Source document »
__________
[PATCH] D12603: Use fixed-point representation for BranchProbability

Mon Sep 21 14:16:07 PDT 2015

On Mon, Sep 21, 2015 at 2:04 PM, Duncan P. N. Exon Smith <
dexonsmith at apple.com> wrote:

>
> > On 2015-Sep-12, at 15:02, Xinliang David Li <davidxl at google.com> wrote:
> >
> >
> >
> > On Fri, Sep 11, 2015 at 5:34 PM, Duncan P. N. Exon Smith <
> dexonsmith at apple.com> wrote:
> >
> > > On 2015-Sep-10, at 14:15, Xinliang David Li <davidxl at google.com>
> wrote:
> > >
> > > Cong,  It is more common to use power of 2 as the scaling factor in
> > > fixed point representation for computation efficiency.  For 32bit
> > > width, 0x80000000 is common (noted as Q31).  Here are the benefits
> > >
> > > 1) it is much faster to do the scale operation with Q31 -- instead of
> > > using the current slow version of scale, it can call a faster version
> > > to be introduced.
> > >
> > > This will probably help resolve bug
> > > https://llvm.org/bugs/show_bug.cgi?id=24620 where 20% of the time is
> > > spent in the slow version of the scale method.
> >
> > Is there a way to speed up scaling with UINT32_MAX?  I suspect so, but
> > haven't worked it out.  (E.g., you could scale to UINT64_C(1) << 32 and
> > ignore the first dither; if there's no dithering, subtract 1 from the
> > last.)
__________
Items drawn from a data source
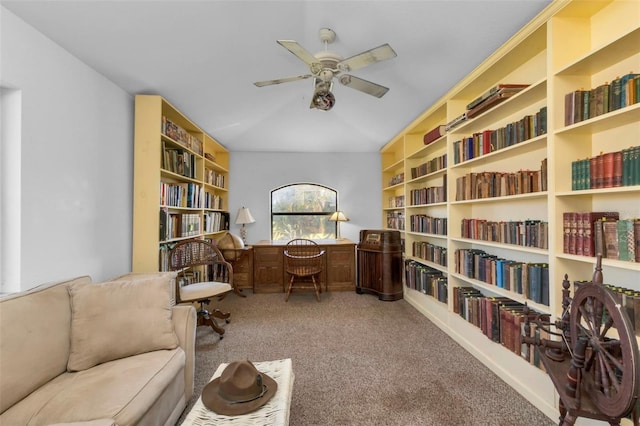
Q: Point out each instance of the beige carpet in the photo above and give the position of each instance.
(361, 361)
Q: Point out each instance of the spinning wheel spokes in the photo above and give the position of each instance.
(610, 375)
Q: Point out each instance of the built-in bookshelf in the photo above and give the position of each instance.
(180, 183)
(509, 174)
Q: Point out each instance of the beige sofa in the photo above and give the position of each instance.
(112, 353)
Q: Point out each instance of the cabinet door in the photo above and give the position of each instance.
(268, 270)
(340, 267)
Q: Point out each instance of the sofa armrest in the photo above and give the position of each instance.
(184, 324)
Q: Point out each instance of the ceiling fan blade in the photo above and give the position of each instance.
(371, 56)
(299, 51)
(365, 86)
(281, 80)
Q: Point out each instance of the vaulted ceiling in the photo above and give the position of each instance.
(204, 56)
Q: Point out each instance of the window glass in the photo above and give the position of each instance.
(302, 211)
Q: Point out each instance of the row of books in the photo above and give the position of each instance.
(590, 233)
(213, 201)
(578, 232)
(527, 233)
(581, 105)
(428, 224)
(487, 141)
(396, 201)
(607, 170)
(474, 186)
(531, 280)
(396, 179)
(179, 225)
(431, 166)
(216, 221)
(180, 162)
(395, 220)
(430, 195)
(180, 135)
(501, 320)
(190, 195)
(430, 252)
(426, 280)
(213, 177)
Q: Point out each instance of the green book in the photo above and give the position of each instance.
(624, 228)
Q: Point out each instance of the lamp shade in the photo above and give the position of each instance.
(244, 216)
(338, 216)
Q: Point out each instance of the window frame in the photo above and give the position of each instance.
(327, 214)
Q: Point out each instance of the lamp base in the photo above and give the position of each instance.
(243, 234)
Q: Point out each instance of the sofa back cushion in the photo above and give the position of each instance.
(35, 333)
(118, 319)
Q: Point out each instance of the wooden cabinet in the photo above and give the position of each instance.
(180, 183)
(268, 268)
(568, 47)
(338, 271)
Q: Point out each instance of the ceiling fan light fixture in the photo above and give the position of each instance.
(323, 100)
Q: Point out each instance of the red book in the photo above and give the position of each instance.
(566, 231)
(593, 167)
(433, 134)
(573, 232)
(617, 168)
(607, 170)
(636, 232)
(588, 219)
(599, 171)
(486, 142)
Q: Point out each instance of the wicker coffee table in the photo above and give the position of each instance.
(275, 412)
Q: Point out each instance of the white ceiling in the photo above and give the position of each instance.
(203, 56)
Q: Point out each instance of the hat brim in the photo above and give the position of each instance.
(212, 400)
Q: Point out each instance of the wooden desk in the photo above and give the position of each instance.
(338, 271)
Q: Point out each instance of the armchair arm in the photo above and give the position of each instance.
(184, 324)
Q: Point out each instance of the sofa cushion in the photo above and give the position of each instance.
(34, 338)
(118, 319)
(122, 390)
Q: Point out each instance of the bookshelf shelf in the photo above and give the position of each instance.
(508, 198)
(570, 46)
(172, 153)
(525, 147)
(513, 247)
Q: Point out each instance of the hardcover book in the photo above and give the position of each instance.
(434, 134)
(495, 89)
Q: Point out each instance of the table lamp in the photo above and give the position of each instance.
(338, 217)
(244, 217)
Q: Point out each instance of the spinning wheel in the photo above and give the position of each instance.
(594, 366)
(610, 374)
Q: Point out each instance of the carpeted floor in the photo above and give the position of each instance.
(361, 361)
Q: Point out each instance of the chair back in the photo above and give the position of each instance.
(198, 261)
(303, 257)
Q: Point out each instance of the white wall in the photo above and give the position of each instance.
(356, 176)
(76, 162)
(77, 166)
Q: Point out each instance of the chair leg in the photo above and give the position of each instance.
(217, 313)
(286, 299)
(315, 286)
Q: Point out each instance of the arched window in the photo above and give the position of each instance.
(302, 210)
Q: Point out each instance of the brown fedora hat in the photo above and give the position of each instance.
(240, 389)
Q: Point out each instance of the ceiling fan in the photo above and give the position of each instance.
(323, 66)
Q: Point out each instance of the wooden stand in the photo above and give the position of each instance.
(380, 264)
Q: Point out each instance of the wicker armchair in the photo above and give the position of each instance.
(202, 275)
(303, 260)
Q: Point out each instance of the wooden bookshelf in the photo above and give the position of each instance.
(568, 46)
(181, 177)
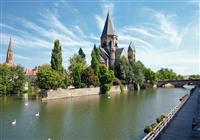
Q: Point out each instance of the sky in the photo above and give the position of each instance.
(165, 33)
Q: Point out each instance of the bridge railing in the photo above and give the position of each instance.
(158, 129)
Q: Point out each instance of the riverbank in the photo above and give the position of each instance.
__________
Your objective » Set down the entire mailing-list message on fixed-point representation for branch probability, word for word. The listing is separate material, independent of the mailing-list message.

Solved problem »
[PATCH] D12603: Use fixed-point representation for BranchProbability

Mon Sep 21 14:16:07 PDT 2015

On Mon, Sep 21, 2015 at 2:04 PM, Duncan P. N. Exon Smith <
dexonsmith at apple.com> wrote:

>
> > On 2015-Sep-12, at 15:02, Xinliang David Li <davidxl at google.com> wrote:
> >
> >
> >
> > On Fri, Sep 11, 2015 at 5:34 PM, Duncan P. N. Exon Smith <
> dexonsmith at apple.com> wrote:
> >
> > > On 2015-Sep-10, at 14:15, Xinliang David Li <davidxl at google.com>
> wrote:
> > >
> > > Cong,  It is more common to use power of 2 as the scaling factor in
> > > fixed point representation for computation efficiency.  For 32bit
> > > width, 0x80000000 is common (noted as Q31).  Here are the benefits
> > >
> > > 1) it is much faster to do the scale operation with Q31 -- instead of
> > > using the current slow version of scale, it can call a faster version
> > > to be introduced.
> > >
> > > This will probably help resolve bug
> > > https://llvm.org/bugs/show_bug.cgi?id=24620 where 20% of the time is
> > > spent in the slow version of the scale method.
> >
> > Is there a way to speed up scaling with UINT32_MAX?  I suspect so, but
> > haven't worked it out.  (E.g., you could scale to UINT64_C(1) << 32 and
> > ignore the first dither; if there's no dithering, subtract 1 from the
> > last.)